SHORT PROBLEM A: In the forum thread below about an Elasticsearch query from Spark, what output does the poster require?
SHORT PROBLEM B: Translate this sentence from the forum thread below about an Elasticsearch query from Spark into Spanish: "When I run this in elastic console , I get exact output where as with DF I get all ."
SHORT PROBLEM C: In the forum thread below about an Elasticsearch query from Spark, why does the poster ask for help? Answer in one to three sentences.

━━ EXCERPTED TEXT

ES query from spark returns all despite of filter

aadhikari3711 · October 14, 2022, 2:04pm

Hello All,

I am trying to access index from databricks via es query and wanted a result set based on query filter, add to data frame.
Requirement: Get output with :cd.ID=1 and cd.s_D<>0.
I get: All the cd.ID both 0 and one.
When I run this in elastic console , I get exact output where as with DF I get all . Any help would be appreciated.

query="""
{
  "size" : 1000,
  "query" : {
    "bool" : {
      "must" : [
        {
          "bool" : {
            "must" : [
              {
                "term" : {
                  "PtK" : {
                    "value" : "123",
                    "boost" : 1.0
                  }
                }
              },
              {
                "nested" : {
                  "query" : {
                    "term" : {
                      "cd.ID" : {
                        "value" : 1,
                        "boost" : 1.0
                      }
                    }
                  },
                  "path" : "cd",
                  "ignore_unmapped" : false,
                  "score_mode" : "none",
                  "boost" : 1.0,
                  "inner_hits" : {
                    "name" : "cd_61",
                    "ignore_unmapped" : false,
                    "from" : 0,
                    "size" : 99,
                    "version" : false,
                    "seq_no_primary_term" : false,
                    "explain" : false,
                    "track_scores" : false,
                    "_source" : false,
                    "stored_fields" : "_none_"

━━━━
━━ RAW RECORDS

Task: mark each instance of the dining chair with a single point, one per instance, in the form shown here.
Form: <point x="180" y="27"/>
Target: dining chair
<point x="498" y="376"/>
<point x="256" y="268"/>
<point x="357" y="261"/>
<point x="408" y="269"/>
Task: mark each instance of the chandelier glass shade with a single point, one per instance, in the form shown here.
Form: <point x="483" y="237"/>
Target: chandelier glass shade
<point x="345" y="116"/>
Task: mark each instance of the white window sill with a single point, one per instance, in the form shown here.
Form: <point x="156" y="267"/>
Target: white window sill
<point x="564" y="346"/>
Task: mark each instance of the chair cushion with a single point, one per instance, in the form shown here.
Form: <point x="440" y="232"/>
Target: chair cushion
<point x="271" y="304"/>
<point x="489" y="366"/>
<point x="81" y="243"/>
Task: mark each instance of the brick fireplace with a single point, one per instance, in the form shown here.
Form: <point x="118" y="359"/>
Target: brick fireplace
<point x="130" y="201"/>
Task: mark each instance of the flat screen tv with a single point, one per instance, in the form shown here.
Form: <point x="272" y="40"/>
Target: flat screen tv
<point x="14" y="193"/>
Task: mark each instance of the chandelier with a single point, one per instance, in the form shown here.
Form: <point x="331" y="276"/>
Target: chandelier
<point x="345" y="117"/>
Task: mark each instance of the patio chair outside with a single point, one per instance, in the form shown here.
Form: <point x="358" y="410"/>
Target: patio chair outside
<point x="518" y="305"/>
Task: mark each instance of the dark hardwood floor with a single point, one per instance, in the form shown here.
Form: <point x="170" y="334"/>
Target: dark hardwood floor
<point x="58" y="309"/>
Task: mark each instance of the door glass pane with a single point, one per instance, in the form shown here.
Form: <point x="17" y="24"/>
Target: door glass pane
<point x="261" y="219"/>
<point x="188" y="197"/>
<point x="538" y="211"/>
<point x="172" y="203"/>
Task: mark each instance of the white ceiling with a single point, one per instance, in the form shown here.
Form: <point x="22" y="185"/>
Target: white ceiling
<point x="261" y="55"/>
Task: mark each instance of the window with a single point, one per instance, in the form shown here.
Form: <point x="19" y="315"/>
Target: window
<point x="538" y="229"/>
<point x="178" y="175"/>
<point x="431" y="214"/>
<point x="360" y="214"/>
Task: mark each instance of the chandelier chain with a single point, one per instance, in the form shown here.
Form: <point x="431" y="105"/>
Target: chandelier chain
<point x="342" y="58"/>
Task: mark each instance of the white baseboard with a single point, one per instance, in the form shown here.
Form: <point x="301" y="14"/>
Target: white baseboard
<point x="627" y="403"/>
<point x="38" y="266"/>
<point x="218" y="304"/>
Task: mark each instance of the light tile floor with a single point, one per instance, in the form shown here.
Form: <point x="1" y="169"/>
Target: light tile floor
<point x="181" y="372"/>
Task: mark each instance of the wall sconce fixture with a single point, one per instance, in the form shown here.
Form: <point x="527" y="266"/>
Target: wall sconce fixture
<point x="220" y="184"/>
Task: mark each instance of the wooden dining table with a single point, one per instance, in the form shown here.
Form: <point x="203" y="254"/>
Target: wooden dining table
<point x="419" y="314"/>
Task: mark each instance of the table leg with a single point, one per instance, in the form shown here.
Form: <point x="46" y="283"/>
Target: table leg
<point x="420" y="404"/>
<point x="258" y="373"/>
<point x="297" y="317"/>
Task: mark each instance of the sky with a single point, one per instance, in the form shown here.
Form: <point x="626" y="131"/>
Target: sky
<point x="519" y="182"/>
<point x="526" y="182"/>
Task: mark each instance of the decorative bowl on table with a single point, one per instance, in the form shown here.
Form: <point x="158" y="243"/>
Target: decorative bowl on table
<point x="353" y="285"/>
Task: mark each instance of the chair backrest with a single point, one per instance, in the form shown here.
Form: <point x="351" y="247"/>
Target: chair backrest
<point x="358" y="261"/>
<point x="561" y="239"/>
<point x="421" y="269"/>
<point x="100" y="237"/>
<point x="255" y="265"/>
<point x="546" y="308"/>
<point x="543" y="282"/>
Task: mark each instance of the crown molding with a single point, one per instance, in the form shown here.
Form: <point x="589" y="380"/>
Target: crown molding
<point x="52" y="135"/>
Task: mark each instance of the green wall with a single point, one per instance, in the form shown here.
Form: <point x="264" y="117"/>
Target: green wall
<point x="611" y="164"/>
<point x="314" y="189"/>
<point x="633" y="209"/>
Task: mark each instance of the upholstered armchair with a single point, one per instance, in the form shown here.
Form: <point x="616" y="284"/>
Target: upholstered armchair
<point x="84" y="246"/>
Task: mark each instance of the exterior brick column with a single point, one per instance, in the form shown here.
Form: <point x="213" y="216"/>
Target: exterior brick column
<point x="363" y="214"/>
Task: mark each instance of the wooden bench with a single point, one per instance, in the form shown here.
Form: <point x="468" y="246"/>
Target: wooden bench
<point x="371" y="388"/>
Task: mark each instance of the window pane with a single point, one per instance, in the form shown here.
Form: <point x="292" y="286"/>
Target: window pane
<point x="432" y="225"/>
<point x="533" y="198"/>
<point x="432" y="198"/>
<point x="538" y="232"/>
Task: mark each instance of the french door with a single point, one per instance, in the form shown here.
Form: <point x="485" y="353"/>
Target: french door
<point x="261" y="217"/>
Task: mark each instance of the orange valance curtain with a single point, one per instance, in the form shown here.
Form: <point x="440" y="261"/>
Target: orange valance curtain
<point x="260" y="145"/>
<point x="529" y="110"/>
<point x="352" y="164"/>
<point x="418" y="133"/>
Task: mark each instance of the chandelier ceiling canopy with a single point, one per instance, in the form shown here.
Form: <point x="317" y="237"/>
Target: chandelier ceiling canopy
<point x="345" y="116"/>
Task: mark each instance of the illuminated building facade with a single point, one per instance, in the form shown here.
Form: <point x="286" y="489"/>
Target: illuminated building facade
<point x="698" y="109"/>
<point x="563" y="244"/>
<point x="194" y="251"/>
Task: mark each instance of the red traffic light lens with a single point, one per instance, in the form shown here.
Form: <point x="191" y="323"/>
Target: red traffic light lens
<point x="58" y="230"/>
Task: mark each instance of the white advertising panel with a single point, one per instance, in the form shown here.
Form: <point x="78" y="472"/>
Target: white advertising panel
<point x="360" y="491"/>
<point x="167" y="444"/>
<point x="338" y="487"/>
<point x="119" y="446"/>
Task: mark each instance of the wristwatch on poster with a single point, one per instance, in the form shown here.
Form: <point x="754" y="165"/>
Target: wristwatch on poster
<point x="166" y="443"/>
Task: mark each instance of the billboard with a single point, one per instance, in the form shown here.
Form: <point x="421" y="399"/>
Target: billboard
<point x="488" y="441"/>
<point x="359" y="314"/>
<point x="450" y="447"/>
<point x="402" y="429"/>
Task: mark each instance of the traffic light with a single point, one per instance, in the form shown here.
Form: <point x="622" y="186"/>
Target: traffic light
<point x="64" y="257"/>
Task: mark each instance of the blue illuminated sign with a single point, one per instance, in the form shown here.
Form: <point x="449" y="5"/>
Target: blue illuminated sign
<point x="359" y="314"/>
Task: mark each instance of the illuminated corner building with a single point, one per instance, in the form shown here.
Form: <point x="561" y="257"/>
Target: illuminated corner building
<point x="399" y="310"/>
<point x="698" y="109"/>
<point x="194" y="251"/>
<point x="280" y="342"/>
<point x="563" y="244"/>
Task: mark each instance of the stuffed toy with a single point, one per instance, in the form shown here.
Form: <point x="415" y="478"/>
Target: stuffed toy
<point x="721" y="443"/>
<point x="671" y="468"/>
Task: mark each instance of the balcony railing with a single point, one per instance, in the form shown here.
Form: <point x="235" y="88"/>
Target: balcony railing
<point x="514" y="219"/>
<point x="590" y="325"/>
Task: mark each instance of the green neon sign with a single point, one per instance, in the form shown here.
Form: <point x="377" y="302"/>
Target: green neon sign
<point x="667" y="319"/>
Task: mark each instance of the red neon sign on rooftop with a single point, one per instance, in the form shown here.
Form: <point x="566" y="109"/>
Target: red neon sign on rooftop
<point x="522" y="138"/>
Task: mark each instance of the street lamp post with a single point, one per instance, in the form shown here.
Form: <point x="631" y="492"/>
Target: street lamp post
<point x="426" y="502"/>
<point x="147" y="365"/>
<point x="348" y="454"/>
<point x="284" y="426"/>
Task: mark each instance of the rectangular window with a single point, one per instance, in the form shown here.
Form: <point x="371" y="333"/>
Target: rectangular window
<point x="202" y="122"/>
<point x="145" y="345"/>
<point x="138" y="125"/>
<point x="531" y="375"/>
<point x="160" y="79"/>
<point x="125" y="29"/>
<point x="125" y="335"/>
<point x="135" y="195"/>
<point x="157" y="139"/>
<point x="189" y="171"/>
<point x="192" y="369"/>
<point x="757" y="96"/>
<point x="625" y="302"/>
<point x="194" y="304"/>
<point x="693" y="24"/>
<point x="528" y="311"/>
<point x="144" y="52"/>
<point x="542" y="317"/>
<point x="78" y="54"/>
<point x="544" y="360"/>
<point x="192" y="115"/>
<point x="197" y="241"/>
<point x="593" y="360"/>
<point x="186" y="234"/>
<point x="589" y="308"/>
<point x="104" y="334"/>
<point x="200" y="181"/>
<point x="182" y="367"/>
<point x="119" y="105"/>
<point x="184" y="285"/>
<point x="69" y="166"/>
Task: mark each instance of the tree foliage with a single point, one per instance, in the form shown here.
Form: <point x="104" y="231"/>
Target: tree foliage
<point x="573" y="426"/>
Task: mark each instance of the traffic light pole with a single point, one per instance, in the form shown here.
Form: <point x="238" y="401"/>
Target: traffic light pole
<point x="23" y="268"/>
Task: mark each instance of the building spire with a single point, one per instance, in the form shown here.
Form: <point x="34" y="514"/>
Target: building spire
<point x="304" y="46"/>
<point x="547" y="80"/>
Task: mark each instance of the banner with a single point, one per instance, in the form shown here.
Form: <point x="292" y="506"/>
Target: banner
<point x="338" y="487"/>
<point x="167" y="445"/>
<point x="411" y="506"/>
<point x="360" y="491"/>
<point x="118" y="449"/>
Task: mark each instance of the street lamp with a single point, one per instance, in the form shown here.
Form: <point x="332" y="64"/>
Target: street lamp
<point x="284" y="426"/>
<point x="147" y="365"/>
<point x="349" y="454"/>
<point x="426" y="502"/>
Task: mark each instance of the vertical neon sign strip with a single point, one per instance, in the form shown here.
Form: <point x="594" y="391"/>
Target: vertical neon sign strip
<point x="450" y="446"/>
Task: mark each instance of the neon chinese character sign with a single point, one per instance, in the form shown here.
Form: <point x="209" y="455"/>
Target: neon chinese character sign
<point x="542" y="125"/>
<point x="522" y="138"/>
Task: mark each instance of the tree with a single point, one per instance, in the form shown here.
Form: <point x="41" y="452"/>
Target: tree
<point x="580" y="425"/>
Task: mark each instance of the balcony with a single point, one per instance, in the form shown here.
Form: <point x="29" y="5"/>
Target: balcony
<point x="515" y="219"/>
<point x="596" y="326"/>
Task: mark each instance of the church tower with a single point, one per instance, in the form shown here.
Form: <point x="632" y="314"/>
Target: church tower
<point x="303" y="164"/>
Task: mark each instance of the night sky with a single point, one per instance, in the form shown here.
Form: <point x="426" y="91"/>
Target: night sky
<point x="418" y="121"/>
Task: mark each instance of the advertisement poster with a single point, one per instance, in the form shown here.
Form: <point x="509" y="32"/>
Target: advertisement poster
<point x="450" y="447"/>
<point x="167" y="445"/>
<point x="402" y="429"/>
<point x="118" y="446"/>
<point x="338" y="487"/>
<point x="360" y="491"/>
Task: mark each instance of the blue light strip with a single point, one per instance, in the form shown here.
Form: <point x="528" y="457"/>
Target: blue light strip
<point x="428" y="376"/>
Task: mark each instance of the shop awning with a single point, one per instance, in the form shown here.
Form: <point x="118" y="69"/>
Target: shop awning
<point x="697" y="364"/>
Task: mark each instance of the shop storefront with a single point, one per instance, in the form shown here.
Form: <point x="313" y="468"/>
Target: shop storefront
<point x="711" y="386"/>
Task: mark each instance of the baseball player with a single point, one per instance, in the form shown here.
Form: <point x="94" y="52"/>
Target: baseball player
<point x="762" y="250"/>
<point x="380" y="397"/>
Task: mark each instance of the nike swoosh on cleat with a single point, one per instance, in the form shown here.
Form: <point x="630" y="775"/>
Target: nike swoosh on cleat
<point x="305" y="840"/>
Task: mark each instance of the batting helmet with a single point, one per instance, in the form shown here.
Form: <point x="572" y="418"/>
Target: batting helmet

━━━━

WRITTEN RESPONSE A: Output with cd.ID=1 and cd.s_D<>0.

WRITTEN RESPONSE B: Cuando ejecuto esto en la consola de Elastic, obtengo el resultado exacto, mientras que con el DF obtengo todo.

WRITTEN RESPONSE C: The poster wants only results with cd.ID=1 and cd.s_D<>0, but the data frame returns all cd.ID values, both 0 and 1. In the Elastic console, the same query gives the exact output.